[Opening Data for this task section]

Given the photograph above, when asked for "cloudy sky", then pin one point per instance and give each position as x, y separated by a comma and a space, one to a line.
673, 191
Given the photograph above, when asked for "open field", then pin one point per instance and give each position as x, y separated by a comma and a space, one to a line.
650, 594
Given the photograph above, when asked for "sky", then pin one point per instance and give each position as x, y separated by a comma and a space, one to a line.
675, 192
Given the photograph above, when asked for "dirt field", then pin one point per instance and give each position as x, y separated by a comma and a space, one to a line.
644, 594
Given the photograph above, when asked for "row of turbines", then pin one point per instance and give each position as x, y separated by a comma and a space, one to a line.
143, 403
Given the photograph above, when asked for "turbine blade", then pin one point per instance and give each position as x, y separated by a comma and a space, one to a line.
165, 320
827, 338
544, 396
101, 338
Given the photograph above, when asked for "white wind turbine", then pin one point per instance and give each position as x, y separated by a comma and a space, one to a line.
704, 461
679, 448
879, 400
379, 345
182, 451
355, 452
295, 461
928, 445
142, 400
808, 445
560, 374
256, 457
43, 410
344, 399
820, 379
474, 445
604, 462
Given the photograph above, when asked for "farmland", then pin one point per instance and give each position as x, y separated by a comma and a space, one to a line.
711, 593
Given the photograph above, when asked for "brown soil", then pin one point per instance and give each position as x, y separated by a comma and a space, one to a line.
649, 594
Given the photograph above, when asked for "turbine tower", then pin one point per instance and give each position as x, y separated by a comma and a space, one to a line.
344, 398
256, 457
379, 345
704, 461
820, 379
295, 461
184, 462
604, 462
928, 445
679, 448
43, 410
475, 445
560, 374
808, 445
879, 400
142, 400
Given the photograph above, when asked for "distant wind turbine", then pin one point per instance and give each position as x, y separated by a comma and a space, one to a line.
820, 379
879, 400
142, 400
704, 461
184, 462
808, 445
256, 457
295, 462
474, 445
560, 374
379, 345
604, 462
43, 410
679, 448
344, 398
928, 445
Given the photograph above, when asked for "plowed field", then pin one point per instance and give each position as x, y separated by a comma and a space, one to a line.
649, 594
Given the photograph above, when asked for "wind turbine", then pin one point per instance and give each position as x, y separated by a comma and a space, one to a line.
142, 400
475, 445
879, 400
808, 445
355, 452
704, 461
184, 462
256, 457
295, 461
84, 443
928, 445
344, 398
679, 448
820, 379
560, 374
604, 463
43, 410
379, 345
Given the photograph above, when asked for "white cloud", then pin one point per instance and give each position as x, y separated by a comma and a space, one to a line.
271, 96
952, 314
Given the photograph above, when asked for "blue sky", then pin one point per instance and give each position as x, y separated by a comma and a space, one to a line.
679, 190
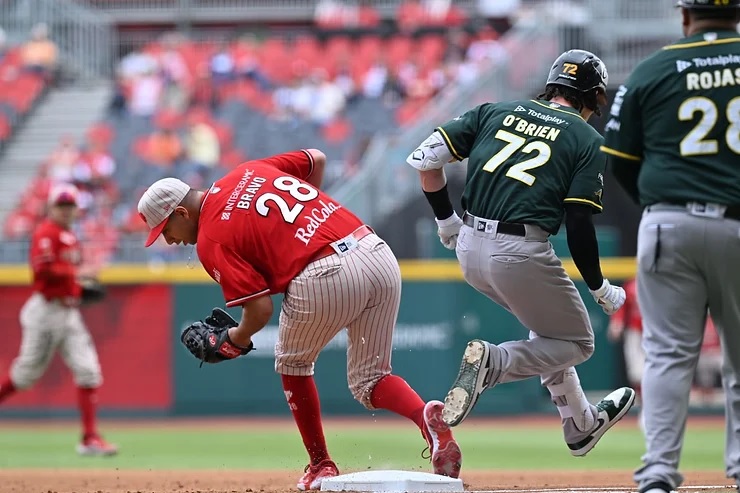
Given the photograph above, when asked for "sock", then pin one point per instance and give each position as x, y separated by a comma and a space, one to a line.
303, 400
568, 396
87, 399
394, 394
6, 388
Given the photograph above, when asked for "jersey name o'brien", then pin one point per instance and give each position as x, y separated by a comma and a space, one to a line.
532, 129
712, 79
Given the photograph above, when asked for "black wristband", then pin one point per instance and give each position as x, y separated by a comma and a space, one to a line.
440, 202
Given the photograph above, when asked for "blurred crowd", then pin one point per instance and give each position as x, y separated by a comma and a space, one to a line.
180, 105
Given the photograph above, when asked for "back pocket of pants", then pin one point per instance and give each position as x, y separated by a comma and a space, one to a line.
510, 258
656, 247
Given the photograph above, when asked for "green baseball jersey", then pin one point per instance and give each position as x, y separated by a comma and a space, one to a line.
525, 160
678, 117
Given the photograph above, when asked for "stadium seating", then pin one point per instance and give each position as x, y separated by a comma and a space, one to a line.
247, 112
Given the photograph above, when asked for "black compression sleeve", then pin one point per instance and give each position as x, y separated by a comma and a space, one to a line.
626, 173
440, 202
584, 248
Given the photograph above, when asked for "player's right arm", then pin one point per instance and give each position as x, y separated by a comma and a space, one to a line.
623, 137
449, 142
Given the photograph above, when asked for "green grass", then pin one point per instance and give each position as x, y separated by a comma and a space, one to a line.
354, 448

[Closing Data for this task section]

- **Action item**
Transcribe the material above in full. No picture is to be copied.

- **Reply**
Given the photograph above, when asked for "cloudy sky", then pin one point per instance and give each position as x, y separated by a comma and a space, one to a line.
673, 191
Given the photograph above, when asked for "open field", then pin one point per instance and give each position as x, y separated by a comma and a space, one to a line.
650, 594
Given the photograph above, when asked for "sky", then pin one point per instance and give each position as x, y separated by a comma and a space, one to a line.
675, 192
Given the photograph above, when asked for "dirt field", then pin one point per instance and give each position as x, y separated by a comma and a space, one to a line.
644, 594
Given the photograph above, when asked for "row of turbines", then pin one point per instance and give each position as x, y separated by a comma and a space, one to a line.
143, 403
Given the photograph above, when asked for "turbine blade", then pin one point per instance and give each position as x, y separated by a comma and a space, one to a line.
165, 320
827, 338
544, 396
101, 338
Given the photograph above, when asked for "white wind turbine", then pin one point per instance and give each position as x, y separated by a comma and a space, one to a line.
704, 461
679, 448
879, 400
379, 345
182, 451
355, 452
295, 461
928, 445
142, 400
808, 445
560, 374
256, 457
43, 410
344, 399
820, 379
474, 445
604, 462
Given the photograph above, when asked for "farmland", then pin one point per instance and give each position as x, y separated by a comma and a space, one to a line.
711, 593
Given the photograph above, when asked for "brown soil", then pin one point per instance and give each position as x, y separated by a comma and a space, one to a line.
649, 594
Given the photograph above, when asked for "turbine tower", then pin one point per instance and give each position as x, y separated by a comma and a space, one to a line.
344, 398
256, 457
379, 345
704, 461
820, 379
295, 461
184, 462
604, 462
928, 445
679, 448
43, 410
475, 445
560, 374
808, 445
879, 400
142, 400
Given the photograph above, when asked for "distant wind turbine", then pin one point per instance and give each position as x, y separated by a comma and a space, one to a line.
820, 379
879, 400
142, 400
704, 461
184, 462
808, 445
256, 457
295, 462
474, 445
560, 374
379, 345
604, 462
43, 410
679, 448
344, 398
928, 445
Given the photograph above, when asked for "plowed field", then pin one point per instance and give each position as x, y separated by a comma and a space, one to a line.
649, 594
Given the photograph above, when asked for "wind turbine", then pin one point per instance and give each position as x, y separated by a comma and a space, one to a line.
142, 400
475, 445
879, 400
808, 445
355, 452
704, 461
184, 462
256, 457
295, 461
84, 443
928, 445
344, 398
679, 448
820, 379
560, 374
604, 463
43, 410
379, 345
Given the photograph above, when asked for "white cloud", then pin one point per instance and give each position as x, y separated by a comma and a space, one to a line.
271, 96
952, 314
Given the photograph above, when asked for "blue sky", then pin one point per instance and give each position as x, y separated by a comma and a space, one to a line.
679, 190
Given the photograph above, when asked for "sock", then pin one point per instance and give each position as x, y separated by a comma and a space, one to a line.
303, 400
568, 396
87, 399
394, 394
6, 388
Given the photograph above, when asked for "jersey name o'brien", then pin one point per instance and give each position as x, y separated by a comma and a space, one to a line.
532, 129
712, 79
Given the photograph above, when asked for "black wristband", then pin one point per instance and give each position as x, y separated by a comma and a space, one to a line.
440, 202
Given the photograph above, when asked for "blurred crowd", then pin one point per instance and give each position as x, y separated by a comma and a space, one to a line.
180, 105
Given the photograph above, when asked for "back pocket of pants", then pin one point per instance and give each position as x, y separated by a comma and a space, one to a line.
510, 258
656, 247
Given the photograph above, when asked for "green baseball jersey", then pin one point per instance and give each position as x, y separated by a comma and a space, one to a line.
525, 160
678, 117
Given the photograph above, when asked for "stadium seating", then pin one point per instance and give each position as x, y separated by a comma and a space, one to a line.
247, 112
Given the photograph above, when asked for "black compression sleeve", then pin one point per instance and give each position as x, y separated by a comma and a space, one to a line.
626, 173
440, 202
584, 248
Given the photograph above, when asked for "player's right arm", then pin one point per instance and give each position as x, y separated by a comma and a space, one to a line.
623, 137
449, 142
Given the photograph above, when asked for "green grass", then pin one point per instance and give each position as x, y separated by a comma and a space, one to a line.
354, 448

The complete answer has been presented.